== TASK STATEMENT ==
Write out all records as given; omit images.

-------- GIVEN DATA --------

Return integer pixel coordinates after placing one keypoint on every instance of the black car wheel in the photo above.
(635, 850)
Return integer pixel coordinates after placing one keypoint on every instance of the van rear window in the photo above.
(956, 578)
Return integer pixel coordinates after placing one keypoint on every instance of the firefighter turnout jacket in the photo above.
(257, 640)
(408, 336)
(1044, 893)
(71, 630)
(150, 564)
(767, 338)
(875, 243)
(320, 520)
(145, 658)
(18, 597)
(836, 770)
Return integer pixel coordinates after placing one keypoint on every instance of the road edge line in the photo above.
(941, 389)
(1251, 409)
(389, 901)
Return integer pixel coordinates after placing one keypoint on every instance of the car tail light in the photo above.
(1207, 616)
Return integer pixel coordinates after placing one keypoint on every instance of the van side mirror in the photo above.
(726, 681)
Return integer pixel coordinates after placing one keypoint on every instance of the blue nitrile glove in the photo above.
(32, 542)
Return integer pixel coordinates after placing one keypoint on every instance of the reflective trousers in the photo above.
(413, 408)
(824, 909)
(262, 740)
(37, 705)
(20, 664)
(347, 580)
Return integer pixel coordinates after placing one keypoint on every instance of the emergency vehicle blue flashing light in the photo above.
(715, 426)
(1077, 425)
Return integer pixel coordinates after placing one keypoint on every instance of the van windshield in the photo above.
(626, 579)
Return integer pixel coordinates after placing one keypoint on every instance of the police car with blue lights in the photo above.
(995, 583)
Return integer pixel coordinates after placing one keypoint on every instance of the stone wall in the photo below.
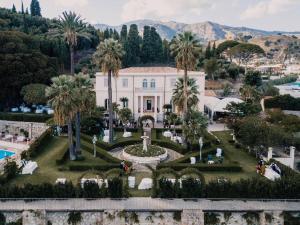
(117, 217)
(14, 127)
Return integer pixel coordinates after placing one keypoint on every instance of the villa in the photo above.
(147, 89)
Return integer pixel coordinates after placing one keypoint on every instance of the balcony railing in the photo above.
(149, 89)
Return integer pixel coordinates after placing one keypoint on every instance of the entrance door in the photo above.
(149, 105)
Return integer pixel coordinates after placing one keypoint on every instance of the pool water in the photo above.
(295, 83)
(4, 154)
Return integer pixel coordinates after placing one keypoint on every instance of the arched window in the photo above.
(145, 83)
(152, 84)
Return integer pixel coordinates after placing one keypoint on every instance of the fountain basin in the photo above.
(148, 158)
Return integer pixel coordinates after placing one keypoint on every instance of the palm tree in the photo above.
(192, 94)
(108, 57)
(62, 100)
(186, 49)
(71, 26)
(85, 98)
(194, 128)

--------

== SOLUTION TO THIS TASK ==
Return integer pixel coordinates after placing one keypoint on every instance of the black car wheel in the photo above.
(635, 850)
Return integer pixel coordinates after placing one keypoint on every instance of the van rear window in the photo above.
(956, 578)
Return integer pixel coordinates after placing one keypoint on every instance of the firefighter turnout jacket in the photo above.
(257, 640)
(408, 336)
(1044, 893)
(71, 630)
(150, 564)
(767, 338)
(875, 243)
(320, 520)
(145, 658)
(18, 597)
(836, 770)
Return integer pixel coordinates after placing one keypoint on every instance of the road edge line in the photo above.
(941, 389)
(1251, 409)
(389, 901)
Return integer pixel coordinates after placing one keypoint on every instance of the car tail light in the photo above.
(1207, 616)
Return integer pixel coordinates after placing one keypoint on every instance of the van side mirror in the photo above.
(726, 681)
Return integer pixel coordinates after placing one keypoint on every instance of the blue nitrile glove in the photo above.
(32, 542)
Return integer pixel coordinates after placing one keypoint on every instance of the reflective trousers in the photo above.
(413, 408)
(824, 909)
(262, 740)
(37, 705)
(20, 664)
(347, 580)
Return integer pixel coordinates after placing one keypoint on every instance of the emergency vehicle blue flashing light in the photo above.
(715, 426)
(1077, 425)
Return integer pixel coordinates after placing one keypoint on every instance of the van windshield in the photo above.
(626, 579)
Return integer pixel coordinates after placing one keypoint on every instance of the police car with blue lights in the photo above.
(995, 583)
Return integer pixel coordinates after placing one keypoint on every instance of the stone wall in the photo below.
(117, 217)
(14, 127)
Return integer pixel coordinates after placing one keypoint on every instance of the villa in the photo above.
(147, 89)
Return integer pixel coordinates after placing one keypoint on every instance of the balcony railing in the photo above.
(149, 89)
Return integer pixel coordinates after placing one keypoint on every instance of the entrance door in the photo above.
(149, 105)
Return integer pixel coordinates after placing one keypoint on every instance of the pool water in the photo above.
(295, 83)
(4, 154)
Return integer pixel coordinates after placing one keypoint on every instance of the arched window in the photo above.
(145, 83)
(152, 84)
Return integer pixel coordinates after placing one keypoint on every instance of the fountain basin in the photo above.
(148, 158)
Return integer pixel coordinates after placing one keypoint on every instance of the palm tree in the photo above.
(192, 94)
(108, 57)
(62, 100)
(186, 49)
(71, 26)
(85, 98)
(194, 128)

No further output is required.